(Natural language region descriptions)

▶

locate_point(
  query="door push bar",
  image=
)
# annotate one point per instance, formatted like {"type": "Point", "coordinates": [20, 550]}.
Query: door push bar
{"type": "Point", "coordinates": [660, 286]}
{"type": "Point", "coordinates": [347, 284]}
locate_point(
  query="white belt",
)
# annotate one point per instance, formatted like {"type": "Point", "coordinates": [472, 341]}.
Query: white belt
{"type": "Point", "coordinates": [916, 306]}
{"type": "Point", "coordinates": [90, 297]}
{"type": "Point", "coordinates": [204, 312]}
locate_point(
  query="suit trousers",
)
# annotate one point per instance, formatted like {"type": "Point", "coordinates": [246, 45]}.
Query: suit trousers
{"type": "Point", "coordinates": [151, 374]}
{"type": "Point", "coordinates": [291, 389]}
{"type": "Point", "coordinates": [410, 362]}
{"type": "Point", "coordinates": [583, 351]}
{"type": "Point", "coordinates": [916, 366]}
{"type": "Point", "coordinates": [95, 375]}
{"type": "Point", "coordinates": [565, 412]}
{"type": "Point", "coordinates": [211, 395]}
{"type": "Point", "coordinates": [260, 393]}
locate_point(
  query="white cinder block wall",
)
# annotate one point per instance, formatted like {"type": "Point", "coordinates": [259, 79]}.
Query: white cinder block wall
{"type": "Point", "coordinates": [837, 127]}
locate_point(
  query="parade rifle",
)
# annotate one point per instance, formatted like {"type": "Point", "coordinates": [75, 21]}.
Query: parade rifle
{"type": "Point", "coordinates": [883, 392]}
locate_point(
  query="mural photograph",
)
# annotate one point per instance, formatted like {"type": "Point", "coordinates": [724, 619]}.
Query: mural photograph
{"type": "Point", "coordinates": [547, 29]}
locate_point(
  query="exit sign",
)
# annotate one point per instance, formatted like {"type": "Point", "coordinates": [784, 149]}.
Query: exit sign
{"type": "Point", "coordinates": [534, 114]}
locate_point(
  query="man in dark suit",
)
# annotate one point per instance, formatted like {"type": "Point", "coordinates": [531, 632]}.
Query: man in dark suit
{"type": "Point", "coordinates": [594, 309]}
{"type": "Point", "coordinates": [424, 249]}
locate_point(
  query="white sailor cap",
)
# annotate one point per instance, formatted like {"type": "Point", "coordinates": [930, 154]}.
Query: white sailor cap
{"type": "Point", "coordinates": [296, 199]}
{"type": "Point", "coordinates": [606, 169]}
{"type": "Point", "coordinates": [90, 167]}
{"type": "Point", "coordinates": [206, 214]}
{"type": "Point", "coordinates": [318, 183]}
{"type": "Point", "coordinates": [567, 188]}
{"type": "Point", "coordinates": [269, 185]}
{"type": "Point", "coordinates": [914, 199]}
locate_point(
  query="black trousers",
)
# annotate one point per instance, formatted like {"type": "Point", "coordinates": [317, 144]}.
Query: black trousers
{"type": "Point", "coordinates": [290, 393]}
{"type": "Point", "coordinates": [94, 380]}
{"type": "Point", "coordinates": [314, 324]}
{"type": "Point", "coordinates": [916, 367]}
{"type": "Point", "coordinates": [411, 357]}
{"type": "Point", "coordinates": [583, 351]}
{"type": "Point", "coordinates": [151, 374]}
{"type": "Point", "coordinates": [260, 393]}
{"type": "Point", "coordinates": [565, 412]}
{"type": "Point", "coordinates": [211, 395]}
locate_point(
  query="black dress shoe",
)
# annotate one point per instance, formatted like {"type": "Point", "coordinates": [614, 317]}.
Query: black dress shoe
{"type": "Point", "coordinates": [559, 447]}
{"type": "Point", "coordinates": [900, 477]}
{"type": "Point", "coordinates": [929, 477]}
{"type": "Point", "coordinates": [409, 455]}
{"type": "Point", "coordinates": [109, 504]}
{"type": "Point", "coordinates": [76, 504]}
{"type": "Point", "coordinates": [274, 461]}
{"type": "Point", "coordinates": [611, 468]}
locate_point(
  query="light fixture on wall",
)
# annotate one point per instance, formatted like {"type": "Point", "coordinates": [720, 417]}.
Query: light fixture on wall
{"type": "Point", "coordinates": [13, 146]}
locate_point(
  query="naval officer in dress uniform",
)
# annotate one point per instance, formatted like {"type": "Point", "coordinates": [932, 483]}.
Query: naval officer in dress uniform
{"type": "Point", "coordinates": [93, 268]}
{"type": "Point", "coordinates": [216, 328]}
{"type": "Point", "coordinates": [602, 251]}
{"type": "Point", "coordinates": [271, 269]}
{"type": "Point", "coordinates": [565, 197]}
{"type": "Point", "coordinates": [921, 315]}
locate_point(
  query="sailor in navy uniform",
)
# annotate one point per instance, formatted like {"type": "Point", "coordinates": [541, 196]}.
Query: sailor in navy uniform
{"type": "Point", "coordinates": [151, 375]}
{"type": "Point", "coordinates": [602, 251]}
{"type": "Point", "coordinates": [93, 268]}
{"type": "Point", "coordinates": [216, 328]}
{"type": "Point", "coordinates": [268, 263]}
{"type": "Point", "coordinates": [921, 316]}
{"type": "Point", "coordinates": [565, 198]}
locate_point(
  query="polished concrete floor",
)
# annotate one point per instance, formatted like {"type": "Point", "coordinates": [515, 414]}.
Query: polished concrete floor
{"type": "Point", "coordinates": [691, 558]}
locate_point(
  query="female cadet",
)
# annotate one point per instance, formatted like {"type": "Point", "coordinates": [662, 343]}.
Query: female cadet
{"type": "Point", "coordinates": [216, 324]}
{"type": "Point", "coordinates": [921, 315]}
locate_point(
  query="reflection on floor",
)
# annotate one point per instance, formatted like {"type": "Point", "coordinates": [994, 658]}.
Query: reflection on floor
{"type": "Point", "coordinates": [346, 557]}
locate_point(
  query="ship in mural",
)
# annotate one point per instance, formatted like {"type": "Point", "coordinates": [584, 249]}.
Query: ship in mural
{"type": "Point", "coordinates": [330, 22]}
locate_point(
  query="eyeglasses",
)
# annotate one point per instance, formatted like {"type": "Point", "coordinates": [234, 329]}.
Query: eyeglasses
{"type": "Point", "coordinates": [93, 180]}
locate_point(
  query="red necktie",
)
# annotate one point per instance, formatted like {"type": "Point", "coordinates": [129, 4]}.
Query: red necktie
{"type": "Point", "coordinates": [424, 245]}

◀

▸ **Brief**:
Down to the last character, restate every record.

▸ **Problem solution**:
locate_point(
  query="door push bar",
  image=
)
# annotate one point per instance, formatted like {"type": "Point", "coordinates": [20, 550]}.
Query: door push bar
{"type": "Point", "coordinates": [660, 286]}
{"type": "Point", "coordinates": [347, 284]}
locate_point(
  query="white belt",
)
# annotate one point per instance, formatted like {"type": "Point", "coordinates": [472, 341]}.
Query: white belt
{"type": "Point", "coordinates": [916, 306]}
{"type": "Point", "coordinates": [90, 297]}
{"type": "Point", "coordinates": [204, 312]}
locate_point(
  query="suit trousers",
)
# annotate one point per instance, formatted like {"type": "Point", "coordinates": [246, 45]}.
Query: suit trousers
{"type": "Point", "coordinates": [151, 374]}
{"type": "Point", "coordinates": [291, 389]}
{"type": "Point", "coordinates": [410, 362]}
{"type": "Point", "coordinates": [583, 351]}
{"type": "Point", "coordinates": [916, 366]}
{"type": "Point", "coordinates": [95, 375]}
{"type": "Point", "coordinates": [565, 412]}
{"type": "Point", "coordinates": [211, 395]}
{"type": "Point", "coordinates": [260, 393]}
locate_point(
  query="white cinder block wall",
)
# annotate one point per instance, formatted like {"type": "Point", "coordinates": [259, 79]}.
Query: white cinder block wall
{"type": "Point", "coordinates": [837, 127]}
locate_point(
  query="parade rifle",
)
# annotate one point per instance, formatted like {"type": "Point", "coordinates": [75, 21]}.
Query: parade rifle
{"type": "Point", "coordinates": [883, 392]}
locate_point(
  query="mural photograph",
)
# annotate one point per instance, formatted like {"type": "Point", "coordinates": [724, 619]}.
Query: mural photograph
{"type": "Point", "coordinates": [547, 29]}
locate_point(
  query="exit sign",
)
# annotate one point per instance, formatted like {"type": "Point", "coordinates": [784, 149]}.
Query: exit sign
{"type": "Point", "coordinates": [534, 114]}
locate_point(
  query="man in dark suit",
)
# annotate one point per instance, formatted like {"type": "Point", "coordinates": [531, 632]}.
Query: man in dark suit
{"type": "Point", "coordinates": [594, 309]}
{"type": "Point", "coordinates": [424, 249]}
locate_point(
  query="white sailor cap",
)
# annotate one point per instance, formatted like {"type": "Point", "coordinates": [930, 154]}.
Query: white sailor cap
{"type": "Point", "coordinates": [296, 199]}
{"type": "Point", "coordinates": [606, 169]}
{"type": "Point", "coordinates": [90, 167]}
{"type": "Point", "coordinates": [206, 214]}
{"type": "Point", "coordinates": [318, 183]}
{"type": "Point", "coordinates": [567, 188]}
{"type": "Point", "coordinates": [269, 185]}
{"type": "Point", "coordinates": [914, 199]}
locate_point(
  query="black trousers",
)
# annotate one point per instance, formatted like {"type": "Point", "coordinates": [317, 144]}.
Query: black trousers
{"type": "Point", "coordinates": [290, 393]}
{"type": "Point", "coordinates": [94, 380]}
{"type": "Point", "coordinates": [314, 324]}
{"type": "Point", "coordinates": [916, 367]}
{"type": "Point", "coordinates": [411, 357]}
{"type": "Point", "coordinates": [583, 351]}
{"type": "Point", "coordinates": [151, 374]}
{"type": "Point", "coordinates": [260, 393]}
{"type": "Point", "coordinates": [565, 412]}
{"type": "Point", "coordinates": [211, 395]}
locate_point(
  query="black dress shoe",
)
# annotate one point per instance, formatted like {"type": "Point", "coordinates": [614, 317]}.
Query: black dress shoe
{"type": "Point", "coordinates": [559, 447]}
{"type": "Point", "coordinates": [900, 477]}
{"type": "Point", "coordinates": [929, 477]}
{"type": "Point", "coordinates": [409, 455]}
{"type": "Point", "coordinates": [109, 504]}
{"type": "Point", "coordinates": [76, 504]}
{"type": "Point", "coordinates": [274, 461]}
{"type": "Point", "coordinates": [611, 468]}
locate_point(
  query="light fixture on wall",
)
# annotate one point per instance, formatted like {"type": "Point", "coordinates": [720, 417]}.
Query: light fixture on wall
{"type": "Point", "coordinates": [13, 146]}
locate_point(
  query="naval officer in dress uniform",
)
# annotate one point per instance, formatted like {"type": "Point", "coordinates": [932, 483]}.
Query: naval officer in dress uniform
{"type": "Point", "coordinates": [93, 268]}
{"type": "Point", "coordinates": [216, 328]}
{"type": "Point", "coordinates": [602, 251]}
{"type": "Point", "coordinates": [271, 269]}
{"type": "Point", "coordinates": [565, 197]}
{"type": "Point", "coordinates": [921, 315]}
locate_point(
  query="sailor in navy uniform",
)
# annotate one point per instance, formatted like {"type": "Point", "coordinates": [541, 196]}.
Query: sailor in navy uniform
{"type": "Point", "coordinates": [151, 375]}
{"type": "Point", "coordinates": [602, 251]}
{"type": "Point", "coordinates": [93, 268]}
{"type": "Point", "coordinates": [216, 328]}
{"type": "Point", "coordinates": [268, 263]}
{"type": "Point", "coordinates": [921, 316]}
{"type": "Point", "coordinates": [565, 198]}
locate_point(
  query="polished concrete floor",
)
# annotate one point per instance, formatted like {"type": "Point", "coordinates": [515, 414]}.
Query: polished concrete floor
{"type": "Point", "coordinates": [691, 558]}
locate_point(
  query="female cadet",
)
# annotate one point per instance, formatted like {"type": "Point", "coordinates": [662, 343]}.
Query: female cadet
{"type": "Point", "coordinates": [216, 324]}
{"type": "Point", "coordinates": [921, 315]}
locate_point(
  query="reflection on floor",
)
# annotate one point per instance, formatted like {"type": "Point", "coordinates": [994, 658]}.
Query: reflection on floor
{"type": "Point", "coordinates": [346, 557]}
locate_point(
  query="ship in mural",
)
# annotate one point per instance, formatted like {"type": "Point", "coordinates": [584, 249]}.
Query: ship in mural
{"type": "Point", "coordinates": [330, 22]}
locate_point(
  query="eyeglasses",
)
# annotate one point per instance, formatted like {"type": "Point", "coordinates": [234, 329]}.
Query: eyeglasses
{"type": "Point", "coordinates": [93, 180]}
locate_point(
  query="red necktie",
)
# annotate one point per instance, formatted like {"type": "Point", "coordinates": [129, 4]}.
Query: red necktie
{"type": "Point", "coordinates": [424, 245]}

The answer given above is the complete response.